== EXTRACT PROVIDED ==
┄┄┄┄┄┄┄┄┄┄

COMPLIANCE WITH SECTION 16(A) OF THE EXCHANGE ACT

         The Company believes that all required Forms 3 and 4 were furnished to
the registrant during the fiscal year ended April 30, 1999.

BOARD OF DIRECTORS MEETINGS

         During the fiscal year ended April 30, 1999, there were two meetings of
the Company's Board of Directors. All directors were present for these meetings.

         The Board of Directors does not have standing audit, nominating or
compensation committees. Approval of the annual audit is completed by management
and the Board of Directors. Nominations are made by the Board of Directors as a
whole. Any Shareholder interested in nominating a director should see
"Submission of Shareholder Proposals" below. The Board of Directors as a whole
determines the compensation of the Company's executive officers.

EXECUTIVE COMPENSATION

The table immediately following sets forth a profile of the Company's executive
compensation and shows, among other things, salaries and other compensation paid
during the last three years, and certain options granted for the Chief Executive
Officer of the Company and the other executive officer of the Company who had
aggregate remuneration exceeding $100,000 (the "Named Officers"). The tables
following show option grant and option exercise information with respect to the
Named Officers.

                               ANNUAL COMPENSATION

                                                       Other
                                                       Annual      Other
Name, Principal Position     Year    Salary            Comp.       Compensation
- ------------------------     ----    ------            ------      ------------
David E. Sandlin(4)          1999    $129,842(1)       (2)         --
Chairman, President          1998    $110,728(1)       (2)         $31,920(3)

┄┄┄┄┄┄┄┄┄┄

(Dataset entries)
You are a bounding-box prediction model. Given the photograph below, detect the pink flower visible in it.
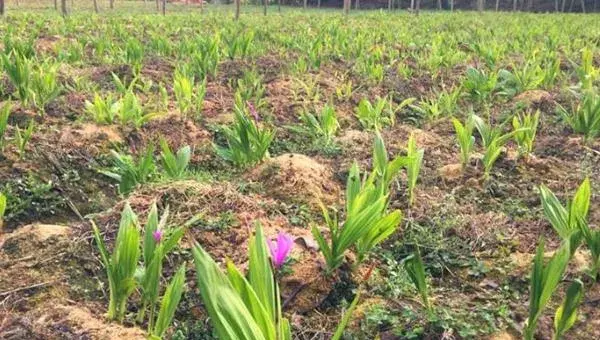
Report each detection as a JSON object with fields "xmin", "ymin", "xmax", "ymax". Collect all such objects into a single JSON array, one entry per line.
[
  {"xmin": 267, "ymin": 232, "xmax": 294, "ymax": 268},
  {"xmin": 152, "ymin": 230, "xmax": 162, "ymax": 243},
  {"xmin": 246, "ymin": 101, "xmax": 260, "ymax": 123}
]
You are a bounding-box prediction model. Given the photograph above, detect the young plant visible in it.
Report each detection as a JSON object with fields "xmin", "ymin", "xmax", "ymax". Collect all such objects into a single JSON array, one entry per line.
[
  {"xmin": 192, "ymin": 224, "xmax": 292, "ymax": 340},
  {"xmin": 92, "ymin": 204, "xmax": 140, "ymax": 322},
  {"xmin": 150, "ymin": 264, "xmax": 185, "ymax": 340},
  {"xmin": 173, "ymin": 72, "xmax": 194, "ymax": 116},
  {"xmin": 2, "ymin": 50, "xmax": 32, "ymax": 105},
  {"xmin": 402, "ymin": 248, "xmax": 433, "ymax": 316},
  {"xmin": 0, "ymin": 102, "xmax": 12, "ymax": 152},
  {"xmin": 137, "ymin": 203, "xmax": 185, "ymax": 332},
  {"xmin": 0, "ymin": 192, "xmax": 6, "ymax": 230},
  {"xmin": 312, "ymin": 158, "xmax": 402, "ymax": 272},
  {"xmin": 85, "ymin": 93, "xmax": 121, "ymax": 124},
  {"xmin": 558, "ymin": 91, "xmax": 600, "ymax": 142},
  {"xmin": 552, "ymin": 279, "xmax": 583, "ymax": 340},
  {"xmin": 512, "ymin": 110, "xmax": 540, "ymax": 158},
  {"xmin": 117, "ymin": 91, "xmax": 158, "ymax": 129},
  {"xmin": 462, "ymin": 67, "xmax": 498, "ymax": 103},
  {"xmin": 452, "ymin": 117, "xmax": 475, "ymax": 171},
  {"xmin": 31, "ymin": 64, "xmax": 62, "ymax": 114},
  {"xmin": 160, "ymin": 138, "xmax": 192, "ymax": 179},
  {"xmin": 472, "ymin": 115, "xmax": 526, "ymax": 180},
  {"xmin": 300, "ymin": 105, "xmax": 340, "ymax": 145},
  {"xmin": 214, "ymin": 104, "xmax": 275, "ymax": 167},
  {"xmin": 406, "ymin": 134, "xmax": 425, "ymax": 206},
  {"xmin": 15, "ymin": 119, "xmax": 35, "ymax": 159},
  {"xmin": 540, "ymin": 178, "xmax": 591, "ymax": 240},
  {"xmin": 100, "ymin": 147, "xmax": 156, "ymax": 194},
  {"xmin": 524, "ymin": 240, "xmax": 571, "ymax": 340},
  {"xmin": 356, "ymin": 97, "xmax": 414, "ymax": 131}
]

┄┄┄┄┄┄┄┄┄┄

== AIM ==
According to the filing excerpt, how many meetings did the Company's Board of Directors hold during the fiscal year ended April 30, 1999? The listing has no connection to the filing excerpt.

== TASK ANSWER ==
Two.